==== Document text
Professional caregivers must also help family caregivers work through important family issues. Patients and caregivers, for example, may disagree on issues such as when and how to share their feelings.
Hospice workers can help facilitate the resolution of outstanding issues in these ways:
Tell caregivers their needs matter
• Get caregivers to explain their needs openly.
Caregivers need to be taught that their feelings and needs matter and that they should feel that they can ask the patient to do something that will make their lives easier or their caregiving responsibilities more manageable. For example, it is not unreasonable for a caregiver to ask a loved one to give notice when any pain arises, rather than waiting until it becomes so severe that it creates a conflict between caregiver and patient.
Teach caregivers that conflict resolution does not always mean everybody is happy. Remind them that conflicts are resolved through compromise, a fact they may have forgotten under the strain of dealing with a terminal illness.
• Stress to caregivers that the patient should make as many of his or her decisions as possible.
========
==== Records
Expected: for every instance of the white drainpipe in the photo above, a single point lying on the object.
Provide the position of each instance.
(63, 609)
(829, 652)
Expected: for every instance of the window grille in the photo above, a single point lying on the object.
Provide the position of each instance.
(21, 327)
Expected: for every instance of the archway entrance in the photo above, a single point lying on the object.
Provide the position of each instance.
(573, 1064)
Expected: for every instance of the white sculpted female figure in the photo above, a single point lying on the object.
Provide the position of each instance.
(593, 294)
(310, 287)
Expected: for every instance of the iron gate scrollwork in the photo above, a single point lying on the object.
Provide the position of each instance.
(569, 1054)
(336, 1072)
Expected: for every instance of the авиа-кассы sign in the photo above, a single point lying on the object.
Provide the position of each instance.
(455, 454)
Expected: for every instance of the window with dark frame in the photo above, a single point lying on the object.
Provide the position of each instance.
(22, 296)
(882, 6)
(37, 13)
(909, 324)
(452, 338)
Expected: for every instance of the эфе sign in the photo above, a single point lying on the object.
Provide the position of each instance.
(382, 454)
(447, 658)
========
About this task = In the hospice caregiving text, what is it not unreasonable for a caregiver to ask a loved one to do about pain? Answer from the hospice caregiving text only.

Your solution = To give notice when any pain arises, rather than waiting until it becomes so severe that it creates a conflict between caregiver and patient.